Write out the whole listing, matching it exactly.

============

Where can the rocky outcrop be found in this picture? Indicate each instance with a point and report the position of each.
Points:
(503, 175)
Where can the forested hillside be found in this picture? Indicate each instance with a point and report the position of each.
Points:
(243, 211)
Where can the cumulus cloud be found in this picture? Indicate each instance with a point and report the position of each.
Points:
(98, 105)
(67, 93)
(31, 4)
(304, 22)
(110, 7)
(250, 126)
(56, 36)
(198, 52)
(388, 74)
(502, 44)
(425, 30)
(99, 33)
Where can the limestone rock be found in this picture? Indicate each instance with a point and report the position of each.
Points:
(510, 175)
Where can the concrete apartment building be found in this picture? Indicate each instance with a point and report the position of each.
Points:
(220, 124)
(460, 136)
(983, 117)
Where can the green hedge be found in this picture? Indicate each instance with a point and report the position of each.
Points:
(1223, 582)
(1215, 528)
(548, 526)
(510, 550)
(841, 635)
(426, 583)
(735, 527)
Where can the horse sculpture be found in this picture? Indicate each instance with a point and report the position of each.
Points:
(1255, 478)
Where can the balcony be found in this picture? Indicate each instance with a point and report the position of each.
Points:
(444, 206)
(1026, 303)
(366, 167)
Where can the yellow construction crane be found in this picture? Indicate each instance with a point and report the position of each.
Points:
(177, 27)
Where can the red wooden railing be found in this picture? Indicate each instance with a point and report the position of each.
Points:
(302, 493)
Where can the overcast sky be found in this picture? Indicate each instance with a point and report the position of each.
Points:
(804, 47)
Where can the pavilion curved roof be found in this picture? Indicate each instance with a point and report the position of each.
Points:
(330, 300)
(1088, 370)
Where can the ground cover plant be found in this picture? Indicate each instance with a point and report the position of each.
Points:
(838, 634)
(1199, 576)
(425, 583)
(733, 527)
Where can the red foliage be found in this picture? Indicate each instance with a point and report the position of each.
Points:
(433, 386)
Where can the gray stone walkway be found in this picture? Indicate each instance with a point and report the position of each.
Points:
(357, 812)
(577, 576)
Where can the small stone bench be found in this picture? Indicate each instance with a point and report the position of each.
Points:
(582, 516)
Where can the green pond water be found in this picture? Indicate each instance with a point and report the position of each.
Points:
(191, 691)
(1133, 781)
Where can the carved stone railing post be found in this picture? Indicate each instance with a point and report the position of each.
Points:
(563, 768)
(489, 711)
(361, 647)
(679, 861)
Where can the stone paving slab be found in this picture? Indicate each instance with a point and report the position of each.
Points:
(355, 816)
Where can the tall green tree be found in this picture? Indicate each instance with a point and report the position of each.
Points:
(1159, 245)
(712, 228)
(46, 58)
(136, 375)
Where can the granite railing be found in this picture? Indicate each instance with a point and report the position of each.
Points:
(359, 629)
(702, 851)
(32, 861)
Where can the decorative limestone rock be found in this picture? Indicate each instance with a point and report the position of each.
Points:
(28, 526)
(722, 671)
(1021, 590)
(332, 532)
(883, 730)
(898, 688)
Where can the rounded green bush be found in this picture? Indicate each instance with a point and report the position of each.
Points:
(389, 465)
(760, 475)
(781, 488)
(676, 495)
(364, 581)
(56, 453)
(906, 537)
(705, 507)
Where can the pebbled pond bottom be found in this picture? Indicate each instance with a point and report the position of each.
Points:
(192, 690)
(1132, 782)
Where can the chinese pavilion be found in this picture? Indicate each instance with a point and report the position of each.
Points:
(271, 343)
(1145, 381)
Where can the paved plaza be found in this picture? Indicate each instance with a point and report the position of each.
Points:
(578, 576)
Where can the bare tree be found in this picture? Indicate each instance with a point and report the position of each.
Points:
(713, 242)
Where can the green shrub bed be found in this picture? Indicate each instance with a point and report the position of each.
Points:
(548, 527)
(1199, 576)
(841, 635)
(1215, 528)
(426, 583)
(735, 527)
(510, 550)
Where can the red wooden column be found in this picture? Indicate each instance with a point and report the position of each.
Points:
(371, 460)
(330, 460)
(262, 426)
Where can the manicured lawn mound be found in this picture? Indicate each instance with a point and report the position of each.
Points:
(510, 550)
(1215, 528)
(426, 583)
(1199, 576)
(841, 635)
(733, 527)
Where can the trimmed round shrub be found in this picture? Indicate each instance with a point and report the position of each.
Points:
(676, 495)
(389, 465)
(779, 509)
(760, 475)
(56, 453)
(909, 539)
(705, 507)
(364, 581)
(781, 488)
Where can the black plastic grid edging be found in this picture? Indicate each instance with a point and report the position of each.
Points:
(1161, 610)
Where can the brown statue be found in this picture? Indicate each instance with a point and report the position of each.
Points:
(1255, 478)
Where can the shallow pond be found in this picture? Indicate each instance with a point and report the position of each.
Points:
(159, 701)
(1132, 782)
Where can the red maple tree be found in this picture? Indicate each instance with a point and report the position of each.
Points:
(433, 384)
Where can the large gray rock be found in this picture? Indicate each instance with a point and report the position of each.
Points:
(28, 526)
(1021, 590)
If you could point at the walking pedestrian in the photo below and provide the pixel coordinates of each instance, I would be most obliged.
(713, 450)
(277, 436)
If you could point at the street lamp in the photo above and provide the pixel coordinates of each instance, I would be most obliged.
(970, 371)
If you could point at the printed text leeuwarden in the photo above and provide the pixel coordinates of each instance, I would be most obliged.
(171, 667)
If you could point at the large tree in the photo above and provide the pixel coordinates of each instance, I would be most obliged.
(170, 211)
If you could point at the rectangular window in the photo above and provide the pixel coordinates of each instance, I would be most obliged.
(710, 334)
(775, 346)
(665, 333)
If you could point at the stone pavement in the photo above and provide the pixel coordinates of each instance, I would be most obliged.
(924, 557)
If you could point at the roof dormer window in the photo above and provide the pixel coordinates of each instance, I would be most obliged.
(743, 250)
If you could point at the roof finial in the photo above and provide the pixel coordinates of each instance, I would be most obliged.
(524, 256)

============

▶ _The answer_:
Where can the rocky outcrop be found in this picture? Indicate each instance with a point and report the position of each.
Points:
(503, 175)
Where can the forested hillside be found in this picture? Indicate each instance with a point and report the position of each.
Points:
(243, 211)
Where can the cumulus cloud be found in this picture? Indicate each instance with a point and report the position of each.
Points:
(98, 105)
(67, 93)
(31, 4)
(304, 22)
(110, 7)
(250, 126)
(56, 36)
(198, 52)
(388, 74)
(502, 44)
(425, 30)
(99, 33)
Where can the limestone rock be found in this picture? Indicate each instance with a point and report the position of each.
Points:
(510, 175)
Where can the concrete apartment building be found in this picture? Indicate each instance with a point and report the position of each.
Points:
(220, 124)
(460, 136)
(983, 117)
Where can the green hedge be found in this picture? Indicate each instance with a point and report the position of each.
Points:
(1223, 582)
(1215, 528)
(548, 526)
(510, 550)
(841, 635)
(426, 583)
(735, 527)
Where can the horse sculpture be found in this picture? Indicate each instance with a point and report the position of each.
Points:
(1255, 478)
Where can the balcony be found in this picture? Indicate each instance with a point and report the position of each.
Points:
(444, 206)
(1026, 303)
(366, 167)
Where can the yellow construction crane be found in this picture? Indicate each instance with a point and report the position of each.
Points:
(177, 27)
Where can the red wooden railing be found in this picture? Indicate each instance with a point and report the position of each.
Points:
(302, 493)
Where can the overcast sky be found in this picture? Indicate each instance with a point and report the position of each.
Points:
(804, 47)
Where can the pavilion curved roof be found in this picture? Indicate each instance with a point and report the position of each.
Points:
(330, 300)
(1088, 370)
Where can the ground cover plant be found in this picture? Indicate each instance with a point and report the position of each.
Points:
(838, 634)
(1199, 576)
(425, 583)
(733, 527)
Where can the red foliage be found in this picture? Indicate each instance with a point and report the position of each.
Points:
(433, 386)
Where can the gray stone walkway be found in this picture? Indicate each instance with a point and report the position of each.
Points:
(357, 812)
(577, 576)
Where can the small stone bench be found in this picture? Indicate each instance with a point and report the position of each.
Points:
(582, 516)
Where can the green pond water be found in this picture? Indicate each instance with a point and report the position of each.
Points:
(191, 691)
(1133, 781)
Where can the carved stone railing post be found in this picture? Indicate each instance with a point and report the position of each.
Points:
(563, 768)
(489, 711)
(361, 647)
(679, 861)
Where can the stone paving slab be found in this picture? Indicate each instance with a point and report the position of each.
Points:
(355, 816)
Where can the tall green tree be found in this picture? Indicate each instance with a point and report the position of each.
Points:
(1159, 245)
(712, 228)
(46, 58)
(136, 375)
Where can the granite railing be found in this picture? Indicate each instance with a point and report the position of each.
Points:
(359, 629)
(702, 851)
(32, 861)
Where can the decorative limestone rock be found in this picture? Indicate each instance with a point and report the position of each.
Points:
(28, 526)
(722, 671)
(1021, 590)
(332, 532)
(883, 730)
(898, 688)
Where can the rounded green bush be found in this picture? Indicate each instance with a point and report the position of each.
Points:
(389, 465)
(760, 475)
(781, 488)
(676, 495)
(364, 581)
(56, 453)
(906, 537)
(705, 507)
Where can the pebbled pond bottom be found in this picture? Indicate each instance with a point and report the position of each.
Points:
(192, 690)
(1132, 782)
Where can the chinese pavilion be found in this picture? Indicate each instance with a point and report the position of each.
Points:
(271, 343)
(1145, 381)
Where can the paved plaza be found in this picture? Indicate each instance with a point and report the position of each.
Points:
(578, 576)
Where can the bare tree be found in this picture? Indicate each instance with a point and report the position of each.
Points:
(713, 242)
Where can the green shrub bed be found in this picture? Indicate each instance with a point and report the position of each.
Points:
(548, 527)
(1199, 576)
(841, 635)
(1215, 528)
(426, 583)
(735, 527)
(510, 550)
Where can the red wooden column be found in this picture? Indicate each instance with a point and report the position of each.
Points:
(371, 460)
(330, 460)
(262, 426)
Where can the manicured lawn mound be found in this picture? Indicate each instance with a point and report the position of each.
Points:
(510, 550)
(1215, 528)
(426, 583)
(1199, 576)
(841, 635)
(733, 527)
Where can the trimmed round shrub be found in this picture? Indicate each instance with a point and report the position of each.
Points:
(676, 495)
(389, 465)
(779, 509)
(760, 475)
(56, 453)
(909, 539)
(705, 507)
(364, 581)
(781, 488)
Where can the black plastic grid edging be found in this picture? Indicate each instance with a point and report the position of each.
Points:
(1161, 610)
Where can the brown statue be found in this picture? Indicate each instance with a point and report the position of each.
Points:
(1255, 478)
Where can the shallow pond be found in this picture? Indicate each instance with a point and report the position of each.
Points:
(159, 701)
(1132, 782)
Where can the red maple tree be found in this picture? Indicate each instance with a point and report the position of each.
Points:
(433, 384)
Where can the large gray rock be found in this picture? Indicate each instance with a point and report the position of each.
Points:
(28, 526)
(1021, 590)
If you could point at the walking pedestrian in the photo below and provide the pixel coordinates of each instance, I would be most obliged.
(713, 450)
(277, 436)
If you could point at the street lamp in the photo above and provide the pixel coordinates of each instance, I would be most obliged.
(970, 371)
If you could point at the printed text leeuwarden in the photo above and provide the pixel coordinates of each instance, I would be most obliged.
(171, 667)
If you could point at the large tree in the photo above and provide the pixel coordinates of each instance, I would be most obliged.
(170, 211)
If you could point at the rectangular window in the photo above and provide the pixel coordinates of each instance, I would be most obliged.
(710, 334)
(775, 346)
(665, 333)
If you could point at the stone pavement in the photo above and provide the pixel coordinates of each instance, I would be most obliged.
(924, 557)
If you could point at the roof dormer window in the photo above and provide the pixel coordinates of each instance, I would be most obliged.
(743, 250)
If you could point at the roof finial in the photo above and provide the pixel coordinates of each instance, I would be most obliged.
(524, 256)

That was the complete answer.